Rewrite the entries below, replacing "photograph" with "image" everywhere it appears and keeping everything else the same. Leave the pictures out of your answer.

⟨

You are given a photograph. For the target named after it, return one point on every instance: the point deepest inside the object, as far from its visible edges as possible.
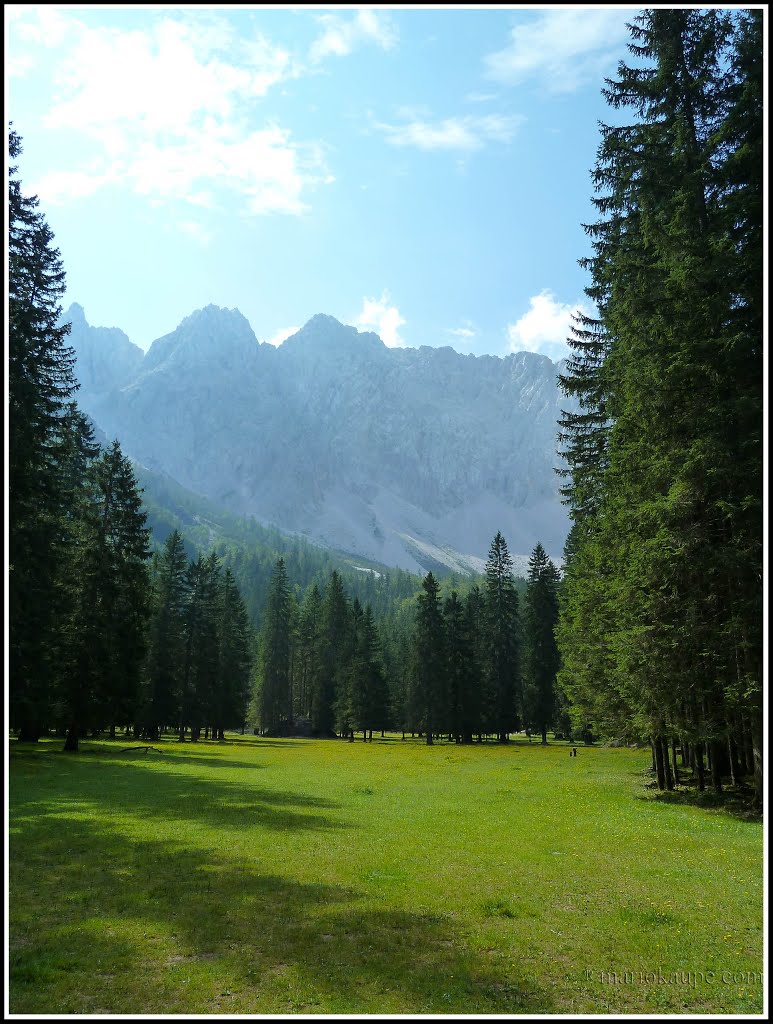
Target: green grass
(280, 877)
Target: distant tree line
(464, 668)
(661, 610)
(98, 638)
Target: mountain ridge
(336, 436)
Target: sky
(424, 173)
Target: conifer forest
(138, 632)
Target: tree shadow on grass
(156, 791)
(104, 923)
(737, 802)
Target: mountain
(105, 359)
(405, 457)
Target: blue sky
(423, 173)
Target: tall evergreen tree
(275, 696)
(661, 610)
(106, 630)
(166, 638)
(233, 660)
(503, 642)
(541, 659)
(40, 387)
(430, 654)
(335, 652)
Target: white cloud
(545, 327)
(167, 107)
(340, 37)
(562, 47)
(196, 231)
(282, 335)
(58, 186)
(384, 318)
(466, 133)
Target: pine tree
(234, 660)
(335, 653)
(166, 638)
(201, 657)
(430, 654)
(106, 630)
(661, 609)
(40, 411)
(502, 637)
(308, 651)
(275, 696)
(541, 660)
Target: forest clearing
(318, 877)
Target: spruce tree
(430, 655)
(660, 624)
(275, 696)
(233, 662)
(105, 649)
(40, 386)
(541, 660)
(503, 642)
(166, 638)
(335, 652)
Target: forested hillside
(660, 630)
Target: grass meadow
(319, 877)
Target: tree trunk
(71, 743)
(732, 754)
(699, 771)
(659, 767)
(716, 764)
(757, 743)
(669, 775)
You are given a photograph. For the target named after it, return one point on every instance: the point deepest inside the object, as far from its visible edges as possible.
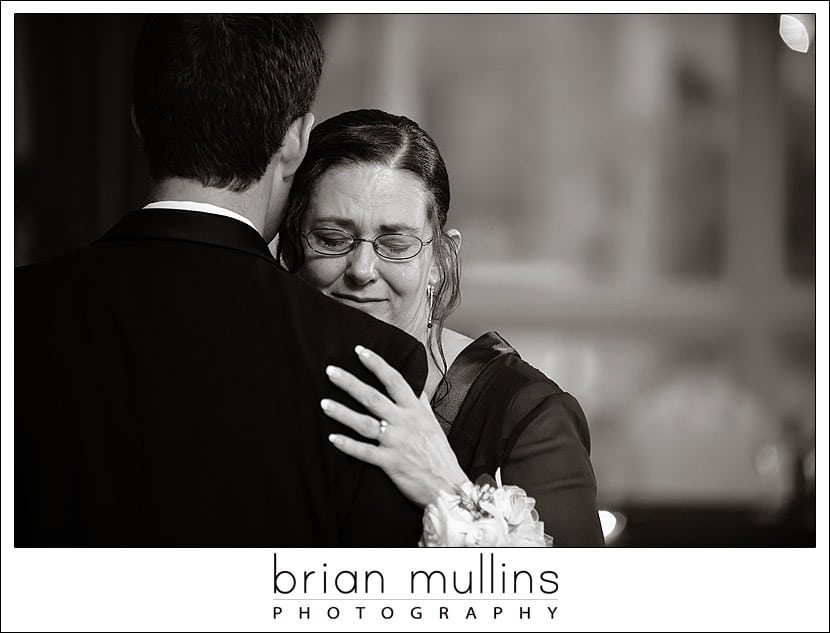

⟩

### FINAL RESULT
You are given a image. For the target named after it, return one point on every instance: the point deepest inside the object, as far from its visible edges as possible.
Target: green grass
(280, 877)
Target: distant tree line
(464, 668)
(661, 610)
(98, 638)
Target: mountain ridge
(336, 436)
Target: sky
(424, 173)
Target: conifer forest
(138, 632)
Target: tree shadow on grass
(156, 791)
(104, 923)
(737, 802)
Target: mountain
(105, 359)
(405, 457)
Target: blue sky
(423, 173)
Target: tall evergreen tree
(275, 696)
(661, 610)
(106, 630)
(166, 638)
(233, 660)
(503, 642)
(541, 659)
(40, 387)
(430, 654)
(335, 652)
Target: white cloud
(545, 327)
(167, 107)
(340, 37)
(562, 47)
(196, 231)
(282, 335)
(58, 186)
(384, 318)
(466, 133)
Target: pine tree
(234, 660)
(335, 653)
(166, 638)
(201, 657)
(430, 654)
(106, 630)
(661, 609)
(40, 411)
(502, 637)
(308, 651)
(275, 696)
(541, 660)
Target: forest clearing
(318, 877)
Target: spruce tree
(430, 655)
(660, 624)
(275, 696)
(233, 662)
(105, 649)
(40, 386)
(541, 660)
(503, 642)
(166, 638)
(335, 652)
Target: forested hillside
(660, 630)
Target: grass meadow
(319, 877)
Target: tree trunk
(71, 743)
(732, 754)
(699, 771)
(659, 767)
(716, 764)
(757, 743)
(669, 775)
You are given a image. For the target named after it, return one point on every instance: the point deepest inside the object, as far from its visible edges as possible.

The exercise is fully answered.